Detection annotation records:
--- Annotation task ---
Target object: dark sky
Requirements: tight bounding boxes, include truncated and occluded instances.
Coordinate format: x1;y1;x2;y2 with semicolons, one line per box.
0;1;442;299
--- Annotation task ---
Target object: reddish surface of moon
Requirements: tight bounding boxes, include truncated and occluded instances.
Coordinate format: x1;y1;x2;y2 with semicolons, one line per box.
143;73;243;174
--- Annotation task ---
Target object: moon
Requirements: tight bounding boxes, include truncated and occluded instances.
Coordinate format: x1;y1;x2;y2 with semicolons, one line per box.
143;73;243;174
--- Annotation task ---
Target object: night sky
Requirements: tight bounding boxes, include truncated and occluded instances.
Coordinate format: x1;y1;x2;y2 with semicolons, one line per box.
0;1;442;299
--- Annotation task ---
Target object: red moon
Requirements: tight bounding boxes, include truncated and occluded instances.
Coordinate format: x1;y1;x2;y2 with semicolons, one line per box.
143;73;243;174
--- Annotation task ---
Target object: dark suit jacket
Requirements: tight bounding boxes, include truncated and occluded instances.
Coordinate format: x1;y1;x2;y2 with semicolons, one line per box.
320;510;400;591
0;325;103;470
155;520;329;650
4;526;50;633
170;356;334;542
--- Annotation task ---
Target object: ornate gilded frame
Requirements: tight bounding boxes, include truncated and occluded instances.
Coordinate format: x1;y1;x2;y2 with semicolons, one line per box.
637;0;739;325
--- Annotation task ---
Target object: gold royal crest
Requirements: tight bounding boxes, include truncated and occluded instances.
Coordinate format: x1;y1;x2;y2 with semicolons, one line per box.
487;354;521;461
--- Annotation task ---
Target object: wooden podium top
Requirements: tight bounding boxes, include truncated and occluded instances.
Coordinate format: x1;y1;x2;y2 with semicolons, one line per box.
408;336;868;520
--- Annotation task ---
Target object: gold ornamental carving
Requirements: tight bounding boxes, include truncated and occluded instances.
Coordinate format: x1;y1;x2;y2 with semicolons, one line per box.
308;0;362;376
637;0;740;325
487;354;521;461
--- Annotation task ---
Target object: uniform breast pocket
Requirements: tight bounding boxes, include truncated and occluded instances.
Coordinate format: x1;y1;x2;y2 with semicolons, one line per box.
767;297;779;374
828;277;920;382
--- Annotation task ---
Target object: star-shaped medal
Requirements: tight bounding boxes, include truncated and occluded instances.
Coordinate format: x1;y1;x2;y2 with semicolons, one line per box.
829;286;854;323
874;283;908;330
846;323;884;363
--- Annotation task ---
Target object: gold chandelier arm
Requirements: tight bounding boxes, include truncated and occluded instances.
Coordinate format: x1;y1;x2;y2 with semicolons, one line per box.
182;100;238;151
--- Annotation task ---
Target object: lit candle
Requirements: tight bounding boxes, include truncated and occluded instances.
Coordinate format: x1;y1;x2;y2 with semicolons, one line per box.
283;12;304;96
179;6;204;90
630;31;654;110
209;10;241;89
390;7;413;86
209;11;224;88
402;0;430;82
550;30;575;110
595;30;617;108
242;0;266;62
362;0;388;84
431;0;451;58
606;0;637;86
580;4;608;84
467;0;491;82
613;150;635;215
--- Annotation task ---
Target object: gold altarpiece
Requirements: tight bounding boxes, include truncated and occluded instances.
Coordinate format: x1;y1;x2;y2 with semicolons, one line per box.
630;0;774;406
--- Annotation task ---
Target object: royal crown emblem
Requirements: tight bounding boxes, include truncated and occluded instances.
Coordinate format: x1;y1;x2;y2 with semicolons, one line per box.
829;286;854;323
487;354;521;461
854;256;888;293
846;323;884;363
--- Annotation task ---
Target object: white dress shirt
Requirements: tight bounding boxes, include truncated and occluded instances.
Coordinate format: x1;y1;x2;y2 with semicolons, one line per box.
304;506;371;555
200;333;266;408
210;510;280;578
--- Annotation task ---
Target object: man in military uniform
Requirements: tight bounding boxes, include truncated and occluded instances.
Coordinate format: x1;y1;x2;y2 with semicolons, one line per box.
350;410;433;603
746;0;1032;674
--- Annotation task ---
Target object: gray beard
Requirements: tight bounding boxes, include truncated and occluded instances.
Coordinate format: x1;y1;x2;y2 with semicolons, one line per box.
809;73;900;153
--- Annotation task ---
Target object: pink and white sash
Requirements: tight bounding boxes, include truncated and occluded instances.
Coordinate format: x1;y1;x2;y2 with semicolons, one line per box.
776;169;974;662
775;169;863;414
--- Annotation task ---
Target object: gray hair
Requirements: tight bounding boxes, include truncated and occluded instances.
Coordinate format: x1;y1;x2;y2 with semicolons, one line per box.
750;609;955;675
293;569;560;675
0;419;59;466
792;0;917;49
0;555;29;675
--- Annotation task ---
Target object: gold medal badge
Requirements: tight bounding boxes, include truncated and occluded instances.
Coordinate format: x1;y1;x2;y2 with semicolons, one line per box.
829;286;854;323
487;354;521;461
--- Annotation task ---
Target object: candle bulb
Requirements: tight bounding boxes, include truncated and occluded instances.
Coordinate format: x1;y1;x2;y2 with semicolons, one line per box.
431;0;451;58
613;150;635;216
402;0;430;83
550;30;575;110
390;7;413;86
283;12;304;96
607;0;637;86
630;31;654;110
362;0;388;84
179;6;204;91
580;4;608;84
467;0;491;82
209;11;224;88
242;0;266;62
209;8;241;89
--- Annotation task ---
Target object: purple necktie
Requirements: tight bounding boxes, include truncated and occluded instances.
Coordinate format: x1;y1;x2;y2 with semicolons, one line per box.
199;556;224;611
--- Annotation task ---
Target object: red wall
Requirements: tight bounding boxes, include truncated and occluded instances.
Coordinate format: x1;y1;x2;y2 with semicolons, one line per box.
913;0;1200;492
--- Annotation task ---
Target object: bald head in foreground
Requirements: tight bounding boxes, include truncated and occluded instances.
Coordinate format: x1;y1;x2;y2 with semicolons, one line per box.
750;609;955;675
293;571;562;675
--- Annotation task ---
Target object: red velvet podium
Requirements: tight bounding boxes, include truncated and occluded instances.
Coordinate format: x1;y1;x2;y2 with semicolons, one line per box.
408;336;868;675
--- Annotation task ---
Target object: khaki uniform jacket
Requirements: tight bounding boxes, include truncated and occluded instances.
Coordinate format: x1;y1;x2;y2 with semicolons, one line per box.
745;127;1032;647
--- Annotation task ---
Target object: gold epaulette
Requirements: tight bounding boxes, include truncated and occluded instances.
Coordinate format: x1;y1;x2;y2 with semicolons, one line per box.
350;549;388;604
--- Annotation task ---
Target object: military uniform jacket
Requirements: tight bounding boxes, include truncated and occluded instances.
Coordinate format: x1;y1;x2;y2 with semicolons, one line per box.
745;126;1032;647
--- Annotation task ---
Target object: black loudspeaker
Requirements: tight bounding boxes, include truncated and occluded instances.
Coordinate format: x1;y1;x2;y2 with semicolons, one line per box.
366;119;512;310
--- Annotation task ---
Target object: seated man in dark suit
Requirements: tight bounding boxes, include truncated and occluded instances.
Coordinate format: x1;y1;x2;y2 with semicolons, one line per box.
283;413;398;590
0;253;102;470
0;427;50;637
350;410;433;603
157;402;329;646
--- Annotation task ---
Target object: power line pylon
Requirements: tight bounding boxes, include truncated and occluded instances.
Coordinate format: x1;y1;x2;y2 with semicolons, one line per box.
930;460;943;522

REQUIRED TASK: Please show each line of the material above that contains the string "military". Letter case counts, so a match must have the same capitalization.

FULL ANSWER:
Target object: man in military uniform
Target object: military uniform jacket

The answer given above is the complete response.